§ **WORK ORDER**
Please reproduce the entries that follow without a single difference.

######

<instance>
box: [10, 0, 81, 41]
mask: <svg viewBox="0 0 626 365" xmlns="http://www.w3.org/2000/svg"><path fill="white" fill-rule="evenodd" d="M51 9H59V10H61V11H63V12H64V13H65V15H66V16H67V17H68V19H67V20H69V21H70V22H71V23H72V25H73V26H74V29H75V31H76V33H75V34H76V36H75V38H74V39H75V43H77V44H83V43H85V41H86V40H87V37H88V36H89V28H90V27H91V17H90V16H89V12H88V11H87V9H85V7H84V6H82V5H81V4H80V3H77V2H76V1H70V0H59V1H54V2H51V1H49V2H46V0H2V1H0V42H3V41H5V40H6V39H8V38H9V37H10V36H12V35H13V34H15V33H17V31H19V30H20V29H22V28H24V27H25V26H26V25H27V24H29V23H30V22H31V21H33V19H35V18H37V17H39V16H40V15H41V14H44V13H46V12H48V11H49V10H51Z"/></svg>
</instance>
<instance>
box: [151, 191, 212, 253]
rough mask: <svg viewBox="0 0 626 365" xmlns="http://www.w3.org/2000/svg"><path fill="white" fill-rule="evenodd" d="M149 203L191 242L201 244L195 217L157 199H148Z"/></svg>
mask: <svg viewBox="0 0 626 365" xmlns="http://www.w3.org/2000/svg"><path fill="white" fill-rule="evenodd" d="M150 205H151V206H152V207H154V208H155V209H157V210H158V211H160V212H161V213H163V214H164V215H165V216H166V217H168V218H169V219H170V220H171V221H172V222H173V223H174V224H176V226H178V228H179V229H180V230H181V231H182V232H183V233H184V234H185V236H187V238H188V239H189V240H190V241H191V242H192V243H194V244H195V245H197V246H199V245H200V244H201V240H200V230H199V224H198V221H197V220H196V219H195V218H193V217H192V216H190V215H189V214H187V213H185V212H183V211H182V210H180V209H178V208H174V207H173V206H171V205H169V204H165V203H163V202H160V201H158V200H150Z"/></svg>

######

§ **SOLUTION TO THIS EXERCISE**
<instance>
box: [10, 0, 81, 41]
mask: <svg viewBox="0 0 626 365" xmlns="http://www.w3.org/2000/svg"><path fill="white" fill-rule="evenodd" d="M51 9H59V10H61V11H63V12H64V13H65V15H66V16H67V17H68V19H67V20H69V21H70V22H71V23H72V25H73V26H74V29H75V31H76V33H75V34H76V36H75V38H74V39H75V43H77V44H83V43H85V41H86V40H87V37H88V36H89V28H90V27H91V17H90V16H89V12H88V11H87V9H85V7H84V6H82V5H81V4H80V3H77V2H76V1H70V0H59V1H54V2H51V1H49V2H46V0H2V1H0V42H3V41H5V40H6V39H8V38H9V37H10V36H12V35H13V34H15V33H17V31H19V30H20V29H22V28H24V27H25V26H26V25H27V24H29V23H30V22H31V21H33V19H35V18H37V17H39V16H40V15H41V14H44V13H46V12H48V11H49V10H51Z"/></svg>
</instance>
<instance>
box: [151, 191, 212, 253]
rough mask: <svg viewBox="0 0 626 365" xmlns="http://www.w3.org/2000/svg"><path fill="white" fill-rule="evenodd" d="M149 203L191 242L201 244L195 217L157 199H148Z"/></svg>
mask: <svg viewBox="0 0 626 365" xmlns="http://www.w3.org/2000/svg"><path fill="white" fill-rule="evenodd" d="M150 205H151V206H152V207H154V208H155V209H157V210H158V211H160V212H161V213H163V214H164V215H165V216H166V217H168V218H169V219H170V220H171V221H172V222H173V223H174V224H176V226H178V228H179V229H180V230H181V231H182V232H183V233H184V234H185V236H187V238H188V239H189V240H190V241H191V242H192V243H194V244H195V245H197V246H199V245H200V244H201V240H200V230H199V224H198V221H197V220H196V219H195V218H193V217H192V216H190V215H189V214H187V213H185V212H183V211H182V210H180V209H178V208H174V207H173V206H171V205H169V204H165V203H163V202H160V201H158V200H150Z"/></svg>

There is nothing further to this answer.